SELECTED EXCERPT:
So what exactly is depersonalisation? Do you even know if you suffer from this anxiety related sensation?
Some people will experience the feelings associated with depersonalisation and have no idea that they are actually part of a recognised symptom of an anxiety or panic disorder.
Ever had the feeling that your head is just all foggy, when everything feels surreal and your head feels woozy or spaced out. Maybe, feeling like you’re not real or your surroundings aren’t real, like you’re living in a dream like state. Those sensations are often some of the hardest to understand and it’s not uncommon to think that you might actually be going mad, which can make you panic even more.
Well, let us just clear this one up before we go any further. This belief that you are losing your mind is completely untrue and you are very safe.
It can be a big help to understand that while the experiences of depersonalisation are uncomfortable and they can feel frightening at the time. Depersonalisation is considered to be protective measure and are not dangerous.
It can occur in people even when they don’t have a problem with Anxiety. And can occur in response to a number of stressful situations. You can still have this symptom even when you are not going through a period of anxiety.

MATERIAL SUPPLIED:
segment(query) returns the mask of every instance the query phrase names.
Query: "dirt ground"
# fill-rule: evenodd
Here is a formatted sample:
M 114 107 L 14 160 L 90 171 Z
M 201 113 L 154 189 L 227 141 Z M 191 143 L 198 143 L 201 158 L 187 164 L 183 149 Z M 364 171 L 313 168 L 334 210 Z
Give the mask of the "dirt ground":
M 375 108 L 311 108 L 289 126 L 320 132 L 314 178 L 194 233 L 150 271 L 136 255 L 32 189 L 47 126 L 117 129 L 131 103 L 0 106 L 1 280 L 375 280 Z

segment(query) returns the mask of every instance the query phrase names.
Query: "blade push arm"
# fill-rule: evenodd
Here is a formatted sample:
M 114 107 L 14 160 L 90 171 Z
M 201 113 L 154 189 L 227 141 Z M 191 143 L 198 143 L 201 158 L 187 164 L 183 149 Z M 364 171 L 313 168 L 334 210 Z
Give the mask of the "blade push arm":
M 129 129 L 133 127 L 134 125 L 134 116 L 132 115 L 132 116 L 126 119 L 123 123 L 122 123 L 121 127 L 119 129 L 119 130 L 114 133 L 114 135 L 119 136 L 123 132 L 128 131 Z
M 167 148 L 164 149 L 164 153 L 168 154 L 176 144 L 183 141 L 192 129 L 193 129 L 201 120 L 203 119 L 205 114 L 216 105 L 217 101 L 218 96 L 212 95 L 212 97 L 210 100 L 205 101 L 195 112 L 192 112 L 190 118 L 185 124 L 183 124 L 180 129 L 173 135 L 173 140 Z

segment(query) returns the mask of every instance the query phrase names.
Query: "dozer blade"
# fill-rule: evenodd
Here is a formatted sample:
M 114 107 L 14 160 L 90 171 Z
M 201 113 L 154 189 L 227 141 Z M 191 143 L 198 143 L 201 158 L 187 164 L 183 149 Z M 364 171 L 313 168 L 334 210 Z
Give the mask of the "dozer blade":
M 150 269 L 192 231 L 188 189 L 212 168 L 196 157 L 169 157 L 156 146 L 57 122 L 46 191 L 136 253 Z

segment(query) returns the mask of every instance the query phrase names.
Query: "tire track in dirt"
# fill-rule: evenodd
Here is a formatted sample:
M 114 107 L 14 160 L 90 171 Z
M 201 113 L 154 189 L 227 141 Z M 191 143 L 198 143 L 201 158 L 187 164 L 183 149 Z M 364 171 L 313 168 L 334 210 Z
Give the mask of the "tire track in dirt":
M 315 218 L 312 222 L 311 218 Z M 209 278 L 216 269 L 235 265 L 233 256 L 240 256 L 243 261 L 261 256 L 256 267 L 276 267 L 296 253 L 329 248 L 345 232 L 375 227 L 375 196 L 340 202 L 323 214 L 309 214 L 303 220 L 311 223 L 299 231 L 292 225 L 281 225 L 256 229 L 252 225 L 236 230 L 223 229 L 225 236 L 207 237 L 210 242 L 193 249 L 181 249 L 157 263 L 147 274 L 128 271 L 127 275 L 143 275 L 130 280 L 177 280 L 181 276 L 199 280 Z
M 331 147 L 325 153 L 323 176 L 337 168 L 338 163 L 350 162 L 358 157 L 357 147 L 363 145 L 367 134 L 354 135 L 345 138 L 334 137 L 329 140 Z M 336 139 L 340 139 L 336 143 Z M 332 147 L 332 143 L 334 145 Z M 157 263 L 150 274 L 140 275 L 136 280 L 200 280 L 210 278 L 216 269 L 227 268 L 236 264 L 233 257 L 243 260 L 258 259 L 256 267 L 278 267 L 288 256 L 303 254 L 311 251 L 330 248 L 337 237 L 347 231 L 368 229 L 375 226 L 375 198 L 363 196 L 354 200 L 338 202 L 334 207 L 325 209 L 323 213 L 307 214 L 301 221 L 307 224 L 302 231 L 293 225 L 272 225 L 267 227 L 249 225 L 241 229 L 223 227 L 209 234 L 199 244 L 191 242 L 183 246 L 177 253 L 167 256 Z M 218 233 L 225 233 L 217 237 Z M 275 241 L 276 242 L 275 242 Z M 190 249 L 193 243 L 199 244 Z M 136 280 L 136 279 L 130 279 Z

WHAT THIS TASK INVOLVES: Carry on the piece about depersonalisation and anxiety, picking up right after its last sentence. The data has no connection to the text on depersonalisation.

RESPONSE TO THIS EXERCISE:
As taken from Wikipedia, Depersonalisation is described as:
Depersonalization can consist of a reality or detachment within the self, regarding one’s mind or body, or being a detached observer of oneself. Subjects feel they have changed and that the world has become vague, dreamlike, less real, or lacking in significance. It can be a disturbing experience.
In other words, and as described here by other people who have experienced this sensation:
“I feel like I’m not a part of what is going on in front of my eyes”
“I feel like I’m dreaming, or I’m completely out of touch with reality”
Also people talk about how things around them may seem like they are foggy, cloudy, or too bright.
When depersonalization becomes a chronic condition, it’s listed under the category of Dissociative Disorders. Dissociative Disorders are disruptions in the cohesive function of consciousness, memory, identity, or perception. These disturbances can be sudden or gradual, temporary or chronic.
The sensation of depersonalisation is a great example of how an over stimulated and over worked nervous system can cause sufferers to experience physical sensations, emotions and thoughts acting together.
Put simply, Depersonalisation is a comfort blanket that your mind has placed over you to protect you from the very anxiety that you are going through. It is intended to help you and not hurt you.
It usually manifests itself as a combination of odd and impaired feelings, emotions and perceptions, which can cause you to feel so strange and detached from your surroundings.
These thoughts and feelings can even make sufferers begin to question if they are actually still in their own body.
The sufferer can get so wrapped up and tangled up in their own mind that they seem to lose all connections with the outside world.
Fortunately, depersonalisation is the same as any other symptom or sensation you might be experiencing, it means you are having suffering from anxiety and it has absolutely nothing to do with losing your mind.
All of these sensations caused by anxiety mean the same thing. Some are physical, some are emotional and some are generated by thoughts, they are just different ways of experiencing the same reaction to fear.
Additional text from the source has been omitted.